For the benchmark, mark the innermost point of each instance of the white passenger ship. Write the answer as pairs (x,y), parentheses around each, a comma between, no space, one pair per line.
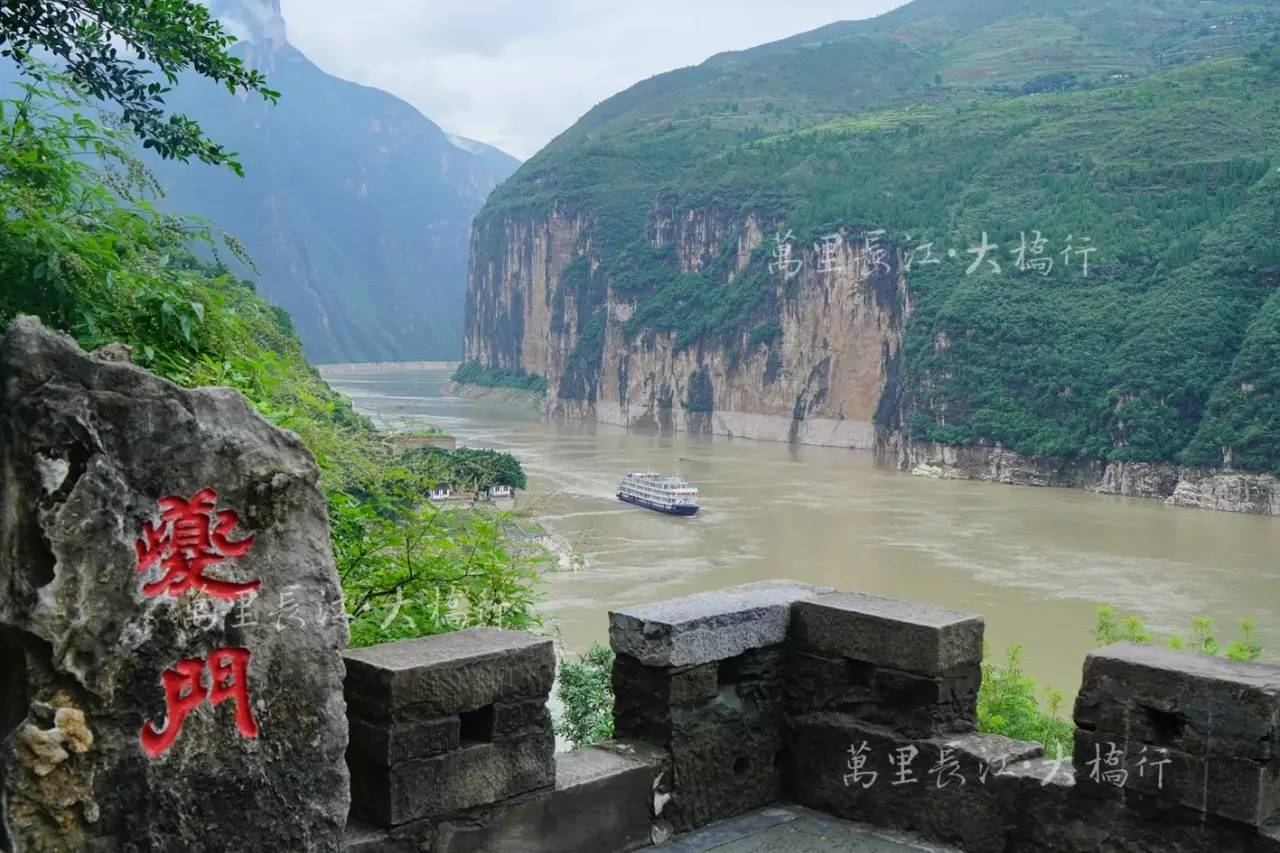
(659,492)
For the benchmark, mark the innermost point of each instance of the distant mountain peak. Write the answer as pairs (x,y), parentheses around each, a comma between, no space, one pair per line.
(257,22)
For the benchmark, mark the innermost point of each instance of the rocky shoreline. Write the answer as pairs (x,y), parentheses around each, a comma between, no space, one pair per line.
(1174,484)
(515,396)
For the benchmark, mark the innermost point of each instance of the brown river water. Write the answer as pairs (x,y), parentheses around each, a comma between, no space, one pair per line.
(1034,562)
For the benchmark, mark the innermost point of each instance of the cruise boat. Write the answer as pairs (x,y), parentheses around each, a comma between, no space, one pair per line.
(659,492)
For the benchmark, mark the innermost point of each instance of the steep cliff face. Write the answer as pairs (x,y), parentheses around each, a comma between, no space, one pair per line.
(824,375)
(1093,309)
(353,206)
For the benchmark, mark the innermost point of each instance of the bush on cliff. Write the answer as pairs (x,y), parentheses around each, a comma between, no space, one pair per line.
(85,249)
(586,692)
(474,374)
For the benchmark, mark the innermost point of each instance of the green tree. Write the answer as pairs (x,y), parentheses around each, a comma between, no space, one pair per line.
(120,50)
(83,246)
(586,692)
(1009,705)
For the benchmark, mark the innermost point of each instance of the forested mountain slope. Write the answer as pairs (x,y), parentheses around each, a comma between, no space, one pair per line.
(353,205)
(786,242)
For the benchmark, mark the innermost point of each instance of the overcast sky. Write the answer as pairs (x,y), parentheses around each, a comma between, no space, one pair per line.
(515,73)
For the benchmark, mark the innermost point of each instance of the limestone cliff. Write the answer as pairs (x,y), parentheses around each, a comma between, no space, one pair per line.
(830,375)
(827,375)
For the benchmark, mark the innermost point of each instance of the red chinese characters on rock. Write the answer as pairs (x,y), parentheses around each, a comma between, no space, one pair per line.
(191,537)
(184,690)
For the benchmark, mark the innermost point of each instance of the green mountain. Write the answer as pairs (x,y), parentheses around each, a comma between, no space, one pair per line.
(1142,136)
(353,206)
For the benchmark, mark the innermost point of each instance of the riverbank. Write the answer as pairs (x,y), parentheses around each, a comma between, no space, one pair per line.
(510,396)
(382,366)
(1034,561)
(1224,491)
(1174,484)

════════

과제 내용:
위 레코드 전체를 "innermost"만 "central"로 바꾸고 나머지는 그대로 두어 다시 적어 줄 수 있나요? 그림은 답에서 빼 주세요.

정답:
For the benchmark, mark the central point of each instance of the white passenger ship. Write the answer as pairs (x,y), parentheses around each, a comma between, no space, one pair per line.
(659,492)
For the benchmark, mark the central point of each instance of the distant mountain peak. Write the answer as pairs (x,y), parentheses around each, a comma between, no space, one pair per line.
(257,22)
For the benchmark, mark the central point of each instance of the rocky shoreline. Write the answer as pairs (x,y), parentheses around each, a comma between, no space, one pair per line.
(1174,484)
(515,396)
For the benchmark, mark the central point of each instance of the brown river water. Write the answer as pairs (x,y), parentheses around each, a comma between, no space, one pair per line.
(1034,562)
For the benchmark, mark the central point of each instance of the cruise boat. Write the answer as pairs (x,y), parentheses around each, a comma between, no space, one pair per line.
(659,492)
For the benchmark, mark the central point of each instance of the steep cliff face. Write the answer as pairs (x,y), parentheses around each, a comma between, no space, one pair per line.
(824,375)
(1093,309)
(353,206)
For the benchmark, mark the central point of each instance of the bush on cliff. Write the answer as pairs (x,y), parentheses around each, a comma between, no space, one pair per line.
(85,249)
(586,692)
(474,374)
For the benchmark, mark the central point of each instance of the green tree. Write the answer as pairs (x,y), parentheses around each, a comma between, no space, one pair per line.
(120,50)
(83,246)
(586,692)
(1009,705)
For the benchmark, mark the central point of each instance of the forested mountain slope. Write the answer as pairs (x,y), parentheses around each, a comma between, no space, one pair per line.
(353,205)
(786,242)
For the benchmark, mark the central point of each instance of the overcast sky. Write the answer as pairs (x,y), parentheses around each, a comma between, no space, one pair per line.
(515,73)
For the benchmark, mark the central point of each instance of the limestone cliff. Write the answer as pairs (x,y), parentheses around each, a comma between, no space, one pair per line.
(830,375)
(827,375)
For the benchmark, mark the central point of each instance of the red chinese characters on rock. Write the answer as pairs (x,y), parentheses around each, a comma between, no space, one pair per line.
(191,537)
(184,690)
For the benchmark, mark the central point of each instance of the green mountain. Write the answer as pairs (x,y), parentheses around each, a comma between, no space, one pair per line.
(1142,136)
(353,206)
For the benchmark, mark the central point of each instance of the riverbank. Write the answer as pairs (x,y), parentheses around each, a comma between, no space, one pair per line.
(510,396)
(382,366)
(1034,561)
(1224,491)
(1174,484)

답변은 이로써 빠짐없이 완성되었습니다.